--- PROBLEM DETAILS ---
Format the lines below as a JSON list of strings with one string per line, omitting blank lines and leaving out the pictures.

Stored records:
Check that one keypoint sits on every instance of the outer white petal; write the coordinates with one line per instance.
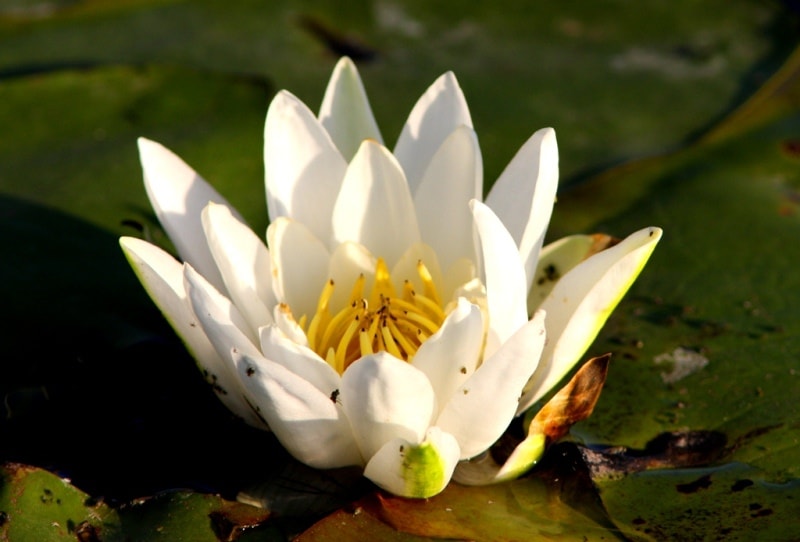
(555, 260)
(525, 192)
(308, 423)
(345, 110)
(415, 470)
(243, 260)
(222, 322)
(374, 207)
(453, 177)
(299, 265)
(303, 167)
(299, 359)
(386, 398)
(449, 357)
(439, 111)
(178, 196)
(581, 302)
(505, 277)
(484, 405)
(162, 277)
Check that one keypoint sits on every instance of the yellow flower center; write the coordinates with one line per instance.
(378, 321)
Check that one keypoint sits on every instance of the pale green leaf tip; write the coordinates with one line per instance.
(523, 458)
(423, 471)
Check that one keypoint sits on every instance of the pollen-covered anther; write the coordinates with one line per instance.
(378, 320)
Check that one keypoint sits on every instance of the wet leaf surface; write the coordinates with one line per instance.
(694, 436)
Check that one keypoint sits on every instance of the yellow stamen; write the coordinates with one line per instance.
(427, 282)
(322, 316)
(375, 320)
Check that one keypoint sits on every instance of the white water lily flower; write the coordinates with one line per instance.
(385, 323)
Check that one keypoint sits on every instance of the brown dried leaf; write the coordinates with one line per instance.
(574, 402)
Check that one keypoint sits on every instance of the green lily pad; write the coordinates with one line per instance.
(36, 505)
(706, 340)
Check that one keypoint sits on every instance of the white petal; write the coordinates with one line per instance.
(460, 273)
(348, 261)
(525, 192)
(555, 260)
(345, 110)
(581, 302)
(299, 359)
(406, 268)
(439, 111)
(178, 196)
(374, 207)
(299, 265)
(303, 168)
(162, 277)
(505, 277)
(453, 178)
(243, 259)
(309, 424)
(415, 470)
(222, 322)
(481, 409)
(386, 398)
(449, 357)
(285, 321)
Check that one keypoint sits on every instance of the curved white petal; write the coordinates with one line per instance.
(374, 206)
(162, 277)
(524, 194)
(555, 260)
(386, 398)
(449, 357)
(299, 265)
(309, 424)
(453, 177)
(415, 470)
(505, 277)
(285, 321)
(299, 359)
(303, 167)
(178, 196)
(348, 261)
(345, 110)
(243, 260)
(481, 409)
(406, 268)
(439, 111)
(462, 272)
(580, 304)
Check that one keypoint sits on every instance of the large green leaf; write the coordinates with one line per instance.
(707, 339)
(36, 505)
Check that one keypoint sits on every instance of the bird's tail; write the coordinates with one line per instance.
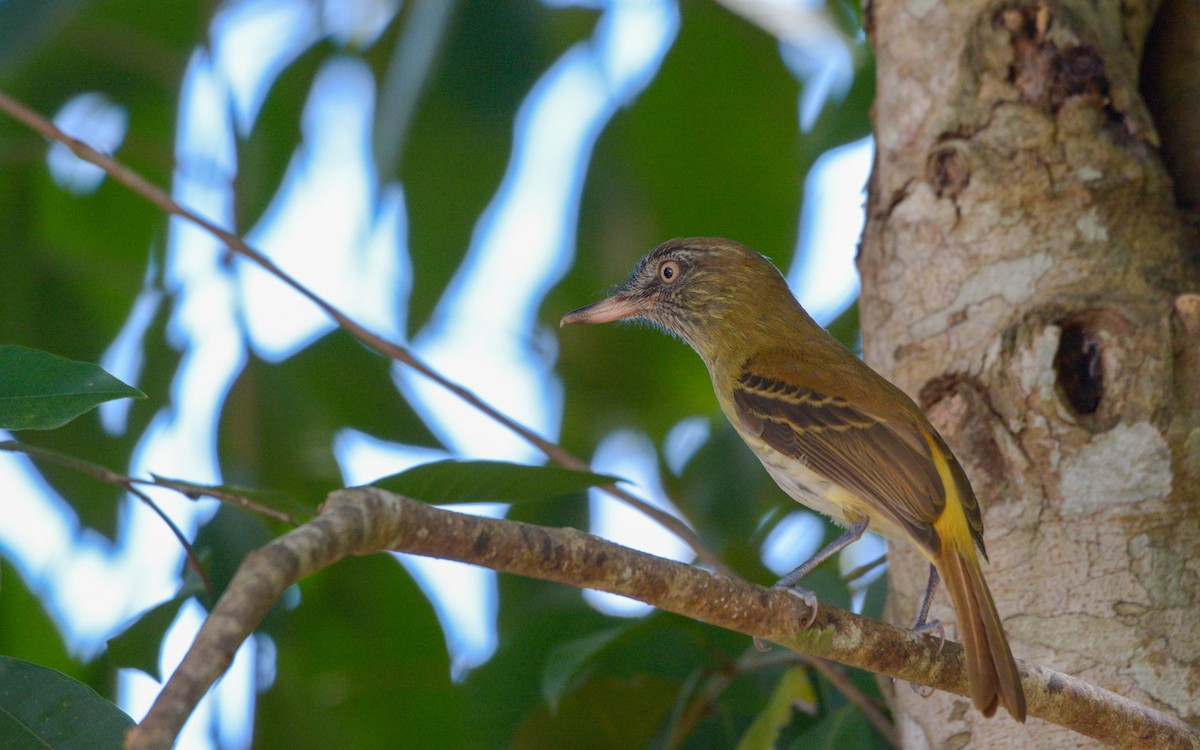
(991, 670)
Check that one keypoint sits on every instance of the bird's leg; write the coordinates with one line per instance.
(921, 625)
(852, 534)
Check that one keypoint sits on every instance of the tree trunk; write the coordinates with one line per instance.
(1027, 276)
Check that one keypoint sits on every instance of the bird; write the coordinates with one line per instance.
(833, 433)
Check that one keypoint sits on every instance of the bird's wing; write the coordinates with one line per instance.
(891, 472)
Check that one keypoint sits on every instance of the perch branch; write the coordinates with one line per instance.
(363, 521)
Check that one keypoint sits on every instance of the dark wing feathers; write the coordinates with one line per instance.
(893, 473)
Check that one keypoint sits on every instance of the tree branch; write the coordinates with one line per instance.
(139, 185)
(363, 521)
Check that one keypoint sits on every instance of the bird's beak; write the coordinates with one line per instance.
(616, 307)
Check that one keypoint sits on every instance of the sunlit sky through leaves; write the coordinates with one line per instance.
(343, 235)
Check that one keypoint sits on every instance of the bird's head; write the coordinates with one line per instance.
(718, 295)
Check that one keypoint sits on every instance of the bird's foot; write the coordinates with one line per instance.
(804, 595)
(808, 598)
(922, 690)
(933, 627)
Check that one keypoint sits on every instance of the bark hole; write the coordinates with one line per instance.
(1048, 75)
(1079, 367)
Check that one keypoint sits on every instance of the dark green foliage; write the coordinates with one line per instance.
(711, 147)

--- PROBLEM SOLUTION ---
[
  "Check that one keypoint sits on every instance of the outer white petal; write the coordinates with one line per instance.",
  "(555, 260)",
  "(525, 192)",
  "(308, 423)",
  "(345, 110)",
  "(415, 470)",
  "(243, 260)",
  "(222, 322)",
  "(374, 207)",
  "(453, 177)",
  "(299, 265)",
  "(303, 167)",
  "(299, 359)",
  "(386, 398)",
  "(449, 357)",
  "(439, 111)",
  "(178, 196)",
  "(581, 302)",
  "(505, 277)",
  "(484, 405)",
  "(162, 277)",
  "Check that one keypoint sits on every instance of the yellow flower center; write the coordinates with one line per instance.",
  "(378, 321)",
  "Check that one keypoint sits on every instance of the pale green leaf tip; write the coordinates with one line per instance.",
  "(523, 458)",
  "(423, 471)",
  "Check that one keypoint sits on every instance of the pollen-covered anther; write the coordinates with one line per instance.",
  "(378, 320)",
  "Check that one keypoint sits on every instance of the wet leaf surface; write the coordinates with one line per instance.",
  "(694, 436)",
  "Check that one keypoint sits on every instance of the yellow stamen; write the coordinates with one line per instance.",
  "(427, 282)",
  "(322, 316)",
  "(375, 320)",
  "Check that one keypoint sits on every instance of the white water lily flower; write the coordinates with one line per instance.",
  "(385, 323)",
  "Check that one keypoint sits on every instance of the brown dried leaf; write the coordinates with one line per instance.",
  "(574, 402)",
  "Check that one keypoint sits on every instance of the green lily pad; write the coordinates with one line per instance.",
  "(36, 505)",
  "(706, 340)",
  "Check that one keypoint sits on every instance of the white petal; write the coordinates with one line per instance.",
  "(460, 273)",
  "(348, 261)",
  "(525, 192)",
  "(555, 260)",
  "(345, 110)",
  "(581, 302)",
  "(299, 359)",
  "(406, 268)",
  "(439, 111)",
  "(178, 196)",
  "(374, 207)",
  "(299, 265)",
  "(303, 168)",
  "(162, 277)",
  "(505, 277)",
  "(453, 178)",
  "(243, 259)",
  "(309, 424)",
  "(415, 470)",
  "(222, 322)",
  "(481, 409)",
  "(386, 398)",
  "(449, 357)",
  "(285, 321)",
  "Check that one keypoint sits on every instance of the curved white petal; write the coordinates with one line per instance.",
  "(374, 206)",
  "(162, 277)",
  "(524, 194)",
  "(555, 260)",
  "(386, 398)",
  "(449, 357)",
  "(299, 265)",
  "(309, 424)",
  "(453, 177)",
  "(415, 470)",
  "(505, 277)",
  "(285, 321)",
  "(299, 359)",
  "(303, 167)",
  "(178, 196)",
  "(348, 261)",
  "(345, 110)",
  "(243, 260)",
  "(481, 409)",
  "(406, 268)",
  "(439, 111)",
  "(462, 272)",
  "(580, 304)",
  "Check that one keypoint sits on every instance of the large green leaf; write the coordinates with one line per instance.",
  "(707, 339)",
  "(36, 505)",
  "Check that one keypoint sits on every instance of the bird's tail; write the coordinates with one line per instance.",
  "(991, 670)",
  "Check that one keypoint sits on every instance of the bird's leg; write the coordinates with one line per instance.",
  "(921, 625)",
  "(852, 534)",
  "Check that one keypoint sits on every instance of the tree trunk; write the coordinates with one line per instance.",
  "(1027, 276)",
  "Check that one keypoint sits on every instance of the bird; write the coordinates with one line per instance.",
  "(833, 433)",
  "Check that one keypoint sits on every instance of the bird's wing; write the coordinates with one line per instance.",
  "(891, 472)",
  "Check that one keypoint sits on every instance of the perch branch; write the coordinates with one line per instance.",
  "(363, 521)",
  "Check that one keypoint sits on every instance of the dark wing feathers; write the coordinates with one line per instance.",
  "(893, 473)",
  "Check that one keypoint sits on every instance of the tree branch; write the coordinates with one line per instance.",
  "(139, 185)",
  "(363, 521)",
  "Check that one keypoint sits on every instance of the bird's beak; write the coordinates with one line per instance.",
  "(616, 307)",
  "Check that one keypoint sits on every instance of the sunlit sky through leaves; write the coordinates with one line per instance.",
  "(343, 235)",
  "Check that one keypoint sits on every instance of the bird's head; write the coordinates with one line per instance.",
  "(718, 295)",
  "Check that one keypoint sits on every instance of the bird's foot; write the coordinates with one line per instance.",
  "(804, 595)",
  "(808, 598)",
  "(922, 690)",
  "(933, 627)",
  "Check that one keypoint sits on every instance of the bark hole; write the coordinates with one line per instance.",
  "(1048, 75)",
  "(1079, 367)",
  "Check that one keypoint sits on every instance of the dark green foliage; write the coordinates with one line per instance.",
  "(711, 147)"
]